■ To do
Repeat exactly each line of the data provided below.

Data excerpts section start

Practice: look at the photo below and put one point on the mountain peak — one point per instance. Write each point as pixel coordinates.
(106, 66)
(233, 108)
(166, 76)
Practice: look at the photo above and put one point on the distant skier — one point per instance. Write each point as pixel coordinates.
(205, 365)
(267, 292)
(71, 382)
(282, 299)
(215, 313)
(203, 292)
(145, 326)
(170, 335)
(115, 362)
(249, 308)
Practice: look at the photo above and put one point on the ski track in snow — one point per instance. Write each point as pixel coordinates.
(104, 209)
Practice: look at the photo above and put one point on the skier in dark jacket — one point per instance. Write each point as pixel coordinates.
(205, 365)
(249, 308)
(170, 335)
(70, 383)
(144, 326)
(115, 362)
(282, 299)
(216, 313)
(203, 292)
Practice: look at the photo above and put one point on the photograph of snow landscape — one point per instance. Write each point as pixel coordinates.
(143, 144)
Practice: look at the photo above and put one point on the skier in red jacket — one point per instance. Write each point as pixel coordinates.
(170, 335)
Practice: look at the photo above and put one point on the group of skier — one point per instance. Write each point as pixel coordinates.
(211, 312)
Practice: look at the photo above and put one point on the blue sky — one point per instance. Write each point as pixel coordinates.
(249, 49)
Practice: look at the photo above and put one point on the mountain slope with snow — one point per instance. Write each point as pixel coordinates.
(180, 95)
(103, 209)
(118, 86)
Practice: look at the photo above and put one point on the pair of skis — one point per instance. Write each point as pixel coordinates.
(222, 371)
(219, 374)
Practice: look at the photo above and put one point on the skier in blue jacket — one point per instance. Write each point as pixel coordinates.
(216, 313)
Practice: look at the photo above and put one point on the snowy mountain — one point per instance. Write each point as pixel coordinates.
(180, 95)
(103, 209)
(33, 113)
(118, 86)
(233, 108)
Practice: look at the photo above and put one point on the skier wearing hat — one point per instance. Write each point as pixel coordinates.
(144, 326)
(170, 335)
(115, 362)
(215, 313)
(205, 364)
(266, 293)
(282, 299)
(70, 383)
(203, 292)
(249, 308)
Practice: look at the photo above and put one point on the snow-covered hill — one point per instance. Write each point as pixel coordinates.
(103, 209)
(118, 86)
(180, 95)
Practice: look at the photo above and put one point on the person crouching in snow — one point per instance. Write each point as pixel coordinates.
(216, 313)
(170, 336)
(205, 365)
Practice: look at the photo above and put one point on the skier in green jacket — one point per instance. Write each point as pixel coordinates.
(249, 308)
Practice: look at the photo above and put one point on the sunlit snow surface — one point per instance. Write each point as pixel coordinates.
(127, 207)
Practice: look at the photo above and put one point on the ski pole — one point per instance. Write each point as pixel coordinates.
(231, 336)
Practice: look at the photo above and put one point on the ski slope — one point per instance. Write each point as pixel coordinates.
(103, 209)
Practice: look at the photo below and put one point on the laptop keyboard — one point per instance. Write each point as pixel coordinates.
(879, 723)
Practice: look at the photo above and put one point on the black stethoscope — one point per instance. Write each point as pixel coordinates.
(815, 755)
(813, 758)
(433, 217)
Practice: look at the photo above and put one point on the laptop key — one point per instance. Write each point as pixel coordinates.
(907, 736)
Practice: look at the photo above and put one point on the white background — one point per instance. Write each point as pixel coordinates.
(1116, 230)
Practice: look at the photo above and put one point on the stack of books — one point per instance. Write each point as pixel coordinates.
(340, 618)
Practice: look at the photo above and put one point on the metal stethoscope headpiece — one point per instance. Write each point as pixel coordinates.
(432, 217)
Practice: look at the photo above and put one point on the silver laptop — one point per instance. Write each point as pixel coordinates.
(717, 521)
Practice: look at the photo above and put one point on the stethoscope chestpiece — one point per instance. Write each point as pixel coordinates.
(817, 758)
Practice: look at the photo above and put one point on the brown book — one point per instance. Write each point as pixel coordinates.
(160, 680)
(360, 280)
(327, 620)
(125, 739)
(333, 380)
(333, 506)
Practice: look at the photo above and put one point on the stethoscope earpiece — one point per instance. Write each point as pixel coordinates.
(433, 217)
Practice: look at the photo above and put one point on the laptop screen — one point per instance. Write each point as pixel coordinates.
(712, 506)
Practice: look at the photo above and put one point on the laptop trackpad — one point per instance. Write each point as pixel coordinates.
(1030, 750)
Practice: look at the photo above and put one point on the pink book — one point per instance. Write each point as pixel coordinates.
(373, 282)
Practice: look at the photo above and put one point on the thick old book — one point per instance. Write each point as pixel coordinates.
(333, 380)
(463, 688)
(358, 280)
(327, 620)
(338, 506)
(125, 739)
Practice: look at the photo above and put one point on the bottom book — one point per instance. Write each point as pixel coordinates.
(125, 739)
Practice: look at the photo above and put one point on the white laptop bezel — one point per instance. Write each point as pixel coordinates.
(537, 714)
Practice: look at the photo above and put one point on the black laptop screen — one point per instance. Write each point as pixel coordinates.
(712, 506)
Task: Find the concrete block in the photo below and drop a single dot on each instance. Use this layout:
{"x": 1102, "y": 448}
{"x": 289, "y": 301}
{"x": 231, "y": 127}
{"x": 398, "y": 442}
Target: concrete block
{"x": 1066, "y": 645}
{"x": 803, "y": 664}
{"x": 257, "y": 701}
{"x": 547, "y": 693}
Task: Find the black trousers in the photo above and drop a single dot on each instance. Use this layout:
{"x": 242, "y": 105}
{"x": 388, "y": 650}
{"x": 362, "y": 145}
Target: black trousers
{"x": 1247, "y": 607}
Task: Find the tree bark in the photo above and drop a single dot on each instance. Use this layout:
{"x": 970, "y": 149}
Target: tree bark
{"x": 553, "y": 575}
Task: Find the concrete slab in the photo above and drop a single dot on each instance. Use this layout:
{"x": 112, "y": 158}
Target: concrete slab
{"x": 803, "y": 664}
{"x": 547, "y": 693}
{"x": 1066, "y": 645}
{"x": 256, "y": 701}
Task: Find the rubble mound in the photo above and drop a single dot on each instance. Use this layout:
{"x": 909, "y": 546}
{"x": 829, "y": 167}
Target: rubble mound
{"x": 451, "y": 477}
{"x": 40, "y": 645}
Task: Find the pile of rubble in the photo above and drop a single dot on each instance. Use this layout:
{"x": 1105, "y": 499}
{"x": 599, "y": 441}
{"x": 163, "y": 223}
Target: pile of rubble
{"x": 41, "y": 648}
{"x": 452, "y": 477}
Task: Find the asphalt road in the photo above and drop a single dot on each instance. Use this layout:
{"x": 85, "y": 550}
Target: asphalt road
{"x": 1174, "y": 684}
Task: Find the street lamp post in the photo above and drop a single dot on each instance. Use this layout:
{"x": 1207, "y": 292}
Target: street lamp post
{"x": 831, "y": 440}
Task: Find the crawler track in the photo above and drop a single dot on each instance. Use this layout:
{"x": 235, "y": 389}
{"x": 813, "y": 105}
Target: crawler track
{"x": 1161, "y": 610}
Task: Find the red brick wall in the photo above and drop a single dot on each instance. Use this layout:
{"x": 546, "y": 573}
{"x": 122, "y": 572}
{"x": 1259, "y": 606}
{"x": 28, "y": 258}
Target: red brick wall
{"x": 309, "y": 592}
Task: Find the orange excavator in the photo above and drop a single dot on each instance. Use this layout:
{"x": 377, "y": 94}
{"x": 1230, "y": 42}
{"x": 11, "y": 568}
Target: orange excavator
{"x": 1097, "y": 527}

Data excerpts section end

■ Solution for this task
Practice: look at the photo below and put one point on the mountain peak — one point per instance. Write each point as pixel coordinates.
(106, 66)
(233, 108)
(166, 76)
Practice: look at the photo above and put one point on the distant skier — one point per instance. Write each point as pixel coordinates.
(205, 365)
(267, 292)
(71, 382)
(282, 299)
(215, 313)
(203, 292)
(145, 326)
(170, 335)
(115, 362)
(249, 308)
Practice: look at the photo above and put one point on the ski track in snow — one point per instance. Write each point as pixel coordinates.
(104, 209)
Practice: look at the photo above and put one point on the skier in dark jacket — one point per instance. Write each point as pixel coordinates.
(205, 365)
(249, 308)
(170, 335)
(70, 383)
(144, 326)
(115, 362)
(282, 299)
(216, 313)
(203, 292)
Practice: look at the photo above and put one point on the photograph of snow landscape — one point per instance. Write each point as pixel coordinates.
(143, 144)
Practice: look at the photo above and put one point on the skier in red jacket — one point per instance. Write each point as pixel coordinates.
(170, 335)
Practice: look at the photo above and put one point on the group of skier — one point per instance. Write each point as pixel coordinates.
(211, 312)
Practice: look at the photo above and put one point on the blue sky — one point per instance. Write each point as pixel coordinates.
(249, 49)
Practice: look at the photo above and put one point on the mountain slope with snow — one point per instance. Write each point as pixel coordinates.
(180, 95)
(103, 209)
(118, 86)
Practice: look at the photo above and put one point on the pair of skis — one point per instance. Write each point as pixel coordinates.
(222, 371)
(219, 374)
Practice: look at the photo above and put one point on the skier in blue jacket — one point per instance. Write each point as pixel coordinates.
(216, 313)
Practice: look at the photo above and put one point on the snowy mountain — one point per instance. Write each point as pixel coordinates.
(180, 95)
(103, 209)
(33, 113)
(118, 86)
(233, 108)
Practice: look at the photo above and put one point on the skier wearing hat — one point per instance. Write each point as pixel coordinates.
(144, 326)
(170, 335)
(115, 362)
(215, 313)
(205, 364)
(266, 293)
(282, 299)
(70, 383)
(203, 292)
(249, 308)
Practice: look at the photo above and put one point on the snow-covered hill — one point per instance. Write each point as pixel coordinates.
(103, 209)
(118, 86)
(180, 95)
Practice: look at the photo above and put one point on the person crouching in snow — one point per instance. Write each point as pixel coordinates.
(216, 313)
(170, 336)
(205, 365)
Practice: look at the photo above and put one point on the skier in green jacket — one point per instance. Write each point as pixel coordinates.
(249, 308)
Practice: look at the photo above and put one point on the sunlit snow surface — one point per instance. Write each point as pixel coordinates.
(127, 207)
Practice: look at the photo above and put one point on the ski pole — one point per instance. Write each point as pixel coordinates.
(231, 336)
Practice: look at the photo above and put one point on the ski slope — one point per instance. Write each point as pixel coordinates.
(103, 209)
Practice: look at the photo below and put one point on the laptop keyboard — one point per instance. Write each point as pixel coordinates.
(879, 723)
Practice: look at the photo above and put one point on the black stethoscope — one point per instance. Write each point as pixel coordinates.
(815, 755)
(813, 758)
(433, 217)
Practice: look at the photo above and put one point on the laptop key — one point per instance. Write each point as pixel coordinates.
(907, 736)
Practice: look at the photo above and put one point on the white background — one point per instance. Write each point as pixel coordinates.
(1116, 230)
Practice: look at the photo above and put one point on the stack of books — one point per instance. Write each point as pixel coordinates.
(340, 618)
Practice: look at the photo above and put one point on the metal stethoscope headpiece — one point per instance. Write each point as pixel coordinates.
(432, 217)
Practice: look at the photo above and put one point on the silver laptop — one point per instance. Write each point as pixel coordinates.
(717, 521)
Practice: look at the photo above and put one point on the stethoscope chestpiece — one point per instance. Write each point as pixel coordinates.
(817, 758)
Practice: look at the photo above and put one point on the brown book — one point per instance. Write each point as pixel coordinates.
(160, 680)
(360, 280)
(327, 620)
(125, 739)
(333, 380)
(333, 506)
Practice: look at the photo above and put one point on the stethoscope earpiece — one point per instance. Write each point as pixel coordinates.
(433, 217)
Practice: look at the photo above and put one point on the laptop screen — one point per instance. Write each point as pixel coordinates.
(712, 506)
Practice: look at the photo above and put one point on the laptop trackpad — one point per instance. Write each point as pixel coordinates.
(1030, 750)
Practice: look at the photo above and put one point on the pink book — one point per instance. Write each point as pixel coordinates.
(373, 282)
Practice: look at the photo above and put one point on the thick old book — one point per instance. Write each point as pixel coordinates.
(333, 380)
(463, 688)
(358, 280)
(327, 620)
(338, 506)
(125, 739)
Practice: look at the photo above and put one point on the bottom book — one point per instance. Write each point as pixel coordinates.
(125, 739)
Practice: look at the photo above and put one point on the white laptop bezel — one point per instance. Write each point as pixel coordinates.
(537, 714)
Practice: look at the photo above and put one point on the black laptop screen — one point per instance. Write each point as pixel coordinates.
(712, 506)
Task: Find the concrete block in the photo below and drop a single dot on each instance. Use this layout:
{"x": 1102, "y": 448}
{"x": 289, "y": 301}
{"x": 231, "y": 127}
{"x": 398, "y": 442}
Target: concrete block
{"x": 1066, "y": 645}
{"x": 803, "y": 664}
{"x": 257, "y": 701}
{"x": 547, "y": 693}
Task: Find the black trousers in the photo above and drop a single dot on each instance. Use this layout:
{"x": 242, "y": 105}
{"x": 388, "y": 650}
{"x": 362, "y": 145}
Target: black trousers
{"x": 1247, "y": 607}
Task: Find the tree bark in the photo above and drop a single dot on each instance. Use this layout:
{"x": 970, "y": 149}
Target: tree bark
{"x": 553, "y": 575}
Task: Find the concrete slab in the photo above and drop a single dot on each instance. Use this layout:
{"x": 112, "y": 158}
Target: concrete slab
{"x": 803, "y": 664}
{"x": 547, "y": 693}
{"x": 1066, "y": 645}
{"x": 256, "y": 701}
Task: Find the rubble mound in the photo above and drop a single dot on each instance. Use this layout:
{"x": 909, "y": 546}
{"x": 829, "y": 167}
Target: rubble mound
{"x": 451, "y": 477}
{"x": 40, "y": 645}
Task: Find the pile of rubble in the photo above and drop a single dot on each instance. Use this layout:
{"x": 1105, "y": 499}
{"x": 599, "y": 441}
{"x": 163, "y": 223}
Target: pile of rubble
{"x": 41, "y": 648}
{"x": 452, "y": 477}
Task: Find the asphalt road in the photo above and drop a single dot on each instance. Use this layout:
{"x": 85, "y": 550}
Target: asphalt road
{"x": 1174, "y": 684}
Task: Find the street lamp post in the photo above and drop a single dot on each instance. Use this layout:
{"x": 1207, "y": 292}
Target: street lamp post
{"x": 831, "y": 440}
Task: Find the crawler track in the photo above and drop a single dot on each instance. Use this layout:
{"x": 235, "y": 389}
{"x": 813, "y": 105}
Target: crawler track
{"x": 1161, "y": 610}
Task: Find the red brick wall in the photo above and drop a single dot on each instance. Use this layout:
{"x": 546, "y": 573}
{"x": 122, "y": 572}
{"x": 1259, "y": 606}
{"x": 28, "y": 258}
Target: red brick wall
{"x": 309, "y": 592}
Task: Find the orange excavator in the photo above and drop a single dot on each instance. Use this layout:
{"x": 377, "y": 94}
{"x": 1230, "y": 42}
{"x": 11, "y": 568}
Target: orange excavator
{"x": 1097, "y": 527}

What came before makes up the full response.